▶ **ASSIGNED TASK**:
Copy out each line of the data below that contains the string "rough". Case must match.

▶ **PROVIDED DATA**:
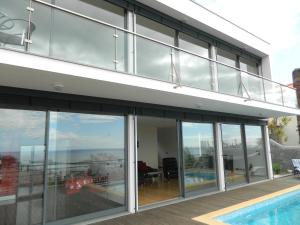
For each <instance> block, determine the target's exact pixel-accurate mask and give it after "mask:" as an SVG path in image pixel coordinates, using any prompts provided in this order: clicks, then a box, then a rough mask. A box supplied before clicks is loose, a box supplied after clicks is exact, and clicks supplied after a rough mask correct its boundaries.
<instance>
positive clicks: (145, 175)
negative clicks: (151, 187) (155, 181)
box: [138, 161, 158, 185]
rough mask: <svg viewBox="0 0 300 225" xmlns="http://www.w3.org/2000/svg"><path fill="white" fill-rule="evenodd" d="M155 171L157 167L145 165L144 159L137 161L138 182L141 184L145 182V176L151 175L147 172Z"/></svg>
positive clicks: (147, 177) (145, 177)
mask: <svg viewBox="0 0 300 225" xmlns="http://www.w3.org/2000/svg"><path fill="white" fill-rule="evenodd" d="M157 171H158V170H157V169H154V168H152V167H150V166H147V164H146V163H145V162H144V161H138V184H139V185H143V184H144V183H145V179H146V178H151V177H152V176H150V175H148V173H150V172H157Z"/></svg>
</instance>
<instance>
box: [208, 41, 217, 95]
mask: <svg viewBox="0 0 300 225" xmlns="http://www.w3.org/2000/svg"><path fill="white" fill-rule="evenodd" d="M210 57H211V58H212V59H213V60H216V59H217V49H216V47H215V46H213V45H211V46H210ZM210 68H211V69H210V72H211V89H212V90H213V91H216V92H218V91H219V84H218V68H217V63H216V62H214V61H210Z"/></svg>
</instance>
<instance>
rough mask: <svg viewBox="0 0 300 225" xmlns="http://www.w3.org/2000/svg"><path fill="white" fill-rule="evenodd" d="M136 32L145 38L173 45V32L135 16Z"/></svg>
mask: <svg viewBox="0 0 300 225" xmlns="http://www.w3.org/2000/svg"><path fill="white" fill-rule="evenodd" d="M136 31H137V33H138V34H142V35H144V36H146V37H150V38H152V39H155V40H158V41H161V42H164V43H166V44H169V45H174V40H175V30H174V29H171V28H169V27H167V26H165V25H163V24H160V23H157V22H155V21H153V20H150V19H147V18H145V17H143V16H140V15H137V16H136Z"/></svg>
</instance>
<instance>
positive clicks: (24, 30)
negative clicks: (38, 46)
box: [0, 0, 34, 50]
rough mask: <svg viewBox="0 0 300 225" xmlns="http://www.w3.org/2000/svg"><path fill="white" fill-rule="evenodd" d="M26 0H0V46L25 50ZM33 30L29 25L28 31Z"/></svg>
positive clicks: (25, 37)
mask: <svg viewBox="0 0 300 225" xmlns="http://www.w3.org/2000/svg"><path fill="white" fill-rule="evenodd" d="M28 2H29V1H28V0H1V8H0V47H5V48H13V49H17V50H25V44H24V39H25V38H26V35H27V33H28V32H29V30H28V11H27V10H26V7H27V6H28V5H29V4H28ZM33 30H34V25H33V24H32V25H31V29H30V32H31V33H32V32H33Z"/></svg>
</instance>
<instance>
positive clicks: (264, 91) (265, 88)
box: [261, 78, 267, 102]
mask: <svg viewBox="0 0 300 225" xmlns="http://www.w3.org/2000/svg"><path fill="white" fill-rule="evenodd" d="M261 80H262V85H263V94H264V100H265V102H267V96H266V88H265V80H264V79H263V78H261Z"/></svg>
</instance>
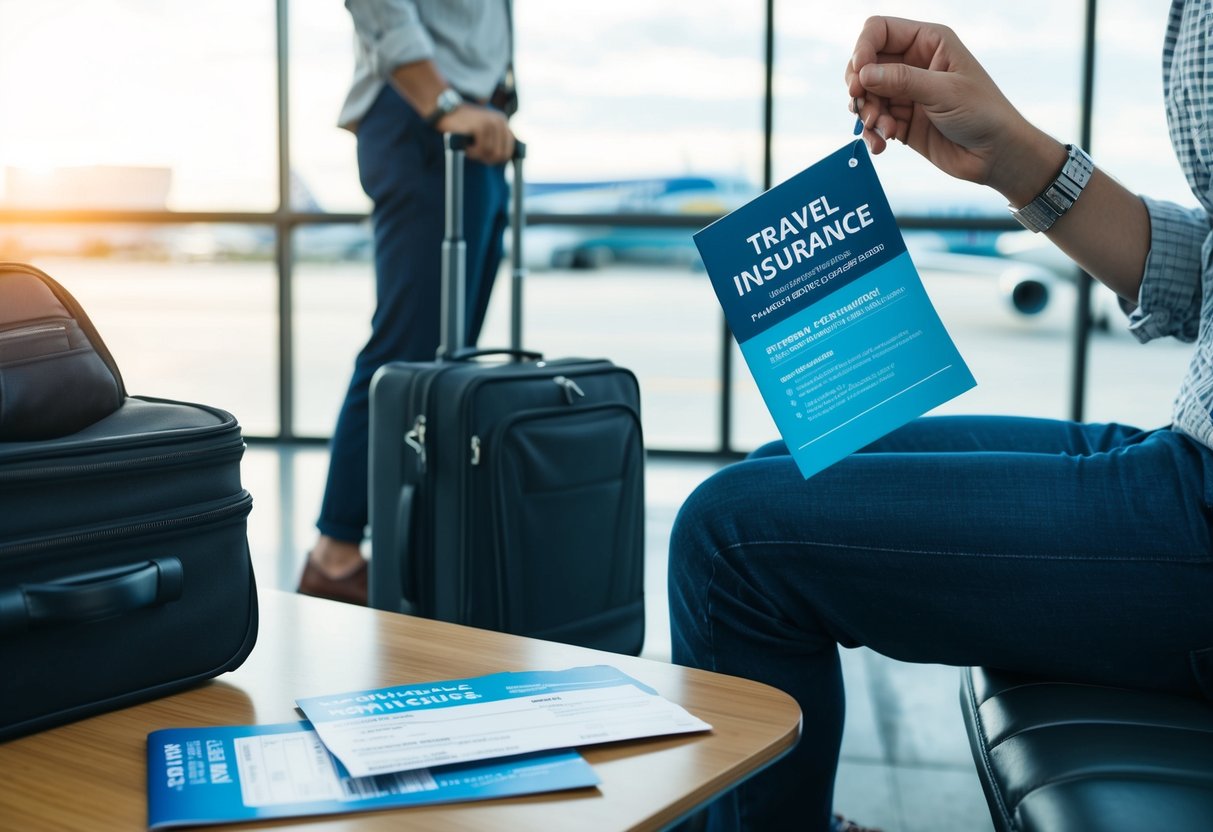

▶ **ANSWER BELOW**:
For each <instance> block, determine the target's exact pixel-accurate mask and give it after "mask:" as an SVG path in image pixel coordinates, using any prompts provided in this order: clicks, then a box, then a rough mask. A box supplied before clicks is loose, a box supplied after clicks is exact, and clicks supplied after a rough mask correct its boundaries.
rough mask: <svg viewBox="0 0 300 225" xmlns="http://www.w3.org/2000/svg"><path fill="white" fill-rule="evenodd" d="M155 171L157 167L145 165L144 159L137 161L138 182L141 184L145 182V176L151 175L147 172Z"/></svg>
rough mask: <svg viewBox="0 0 300 225" xmlns="http://www.w3.org/2000/svg"><path fill="white" fill-rule="evenodd" d="M136 32L145 38L173 45V32L135 16Z"/></svg>
rough mask: <svg viewBox="0 0 300 225" xmlns="http://www.w3.org/2000/svg"><path fill="white" fill-rule="evenodd" d="M26 0H0V46L25 50ZM33 30L29 25L28 31Z"/></svg>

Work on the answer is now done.